== MATERIAL FOR THIS EXERCISE ==

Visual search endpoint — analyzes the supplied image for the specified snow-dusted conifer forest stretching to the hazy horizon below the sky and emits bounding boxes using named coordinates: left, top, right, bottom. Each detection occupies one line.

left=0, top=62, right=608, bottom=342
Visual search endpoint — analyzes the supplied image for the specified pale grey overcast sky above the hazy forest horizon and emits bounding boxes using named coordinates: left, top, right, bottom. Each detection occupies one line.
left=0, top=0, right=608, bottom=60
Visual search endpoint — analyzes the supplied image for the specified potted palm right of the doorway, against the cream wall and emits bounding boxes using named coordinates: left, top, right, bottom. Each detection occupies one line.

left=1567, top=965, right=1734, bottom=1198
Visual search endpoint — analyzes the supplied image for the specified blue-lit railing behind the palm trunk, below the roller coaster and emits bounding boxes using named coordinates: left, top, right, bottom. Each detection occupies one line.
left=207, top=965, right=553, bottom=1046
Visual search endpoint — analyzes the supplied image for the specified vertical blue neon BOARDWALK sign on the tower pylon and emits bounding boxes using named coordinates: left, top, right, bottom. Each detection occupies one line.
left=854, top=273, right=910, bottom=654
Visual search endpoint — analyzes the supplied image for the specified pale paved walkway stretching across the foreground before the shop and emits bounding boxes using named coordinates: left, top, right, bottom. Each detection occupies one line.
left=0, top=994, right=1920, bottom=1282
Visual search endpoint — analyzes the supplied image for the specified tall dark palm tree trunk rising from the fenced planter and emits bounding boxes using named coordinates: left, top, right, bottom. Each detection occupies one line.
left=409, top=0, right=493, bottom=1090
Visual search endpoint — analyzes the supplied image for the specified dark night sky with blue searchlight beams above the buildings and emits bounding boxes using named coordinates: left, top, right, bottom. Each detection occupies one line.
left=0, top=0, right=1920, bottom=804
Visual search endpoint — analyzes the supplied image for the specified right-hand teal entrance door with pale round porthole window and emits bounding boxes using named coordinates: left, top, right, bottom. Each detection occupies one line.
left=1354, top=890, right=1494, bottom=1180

===

= ASSIGNED TASK =
Output a faithful copy of every entry, keeping each line as written.

= EXPECTED OUTPUT =
Visual search endpoint — analyzes the supplied image for the specified snow-dusted conifer forest stretching to the hazy horizon below the sky and emits bounding boxes using named coordinates: left, top, right, bottom. Each detection occupies one line.

left=0, top=62, right=608, bottom=342
Visual search endpoint — analyzes the supplied image for the specified pale grey overcast sky above the hazy forest horizon and emits bounding boxes using named coordinates: left, top, right, bottom. Each detection occupies one line.
left=0, top=0, right=608, bottom=60
Visual search endpoint — analyzes the supplied image for the specified potted palm right of the doorway, against the cream wall and emits bounding boxes using named coordinates: left, top, right, bottom. Each detection occupies one line.

left=1567, top=965, right=1734, bottom=1198
Visual search endpoint — analyzes the supplied image for the specified blue-lit railing behind the palm trunk, below the roller coaster and emits bounding boxes using named coordinates: left, top, right, bottom. Each detection occupies one line.
left=207, top=965, right=553, bottom=1046
Visual search endpoint — analyzes the supplied image for the specified vertical blue neon BOARDWALK sign on the tower pylon and emits bounding boxes using named coordinates: left, top, right, bottom. Each detection occupies one line.
left=854, top=273, right=910, bottom=654
Visual search endpoint — analyzes the supplied image for the specified pale paved walkway stretching across the foreground before the shop and emits bounding boxes using named coordinates: left, top, right, bottom. Each detection occupies one line.
left=0, top=994, right=1920, bottom=1282
Visual search endpoint — analyzes the supplied image for the specified tall dark palm tree trunk rising from the fenced planter and emits bounding boxes using named coordinates: left, top, right, bottom. Each detection occupies one line.
left=409, top=0, right=493, bottom=1090
Visual search endpoint — analyzes the supplied image for the specified dark night sky with blue searchlight beams above the buildings and emits bounding boxes using named coordinates: left, top, right, bottom. Each detection occupies one line.
left=0, top=0, right=1920, bottom=804
Visual search endpoint — analyzes the supplied image for the specified right-hand teal entrance door with pale round porthole window and emits bounding boxes using named coordinates: left, top, right, bottom. Each detection occupies one line.
left=1354, top=890, right=1494, bottom=1180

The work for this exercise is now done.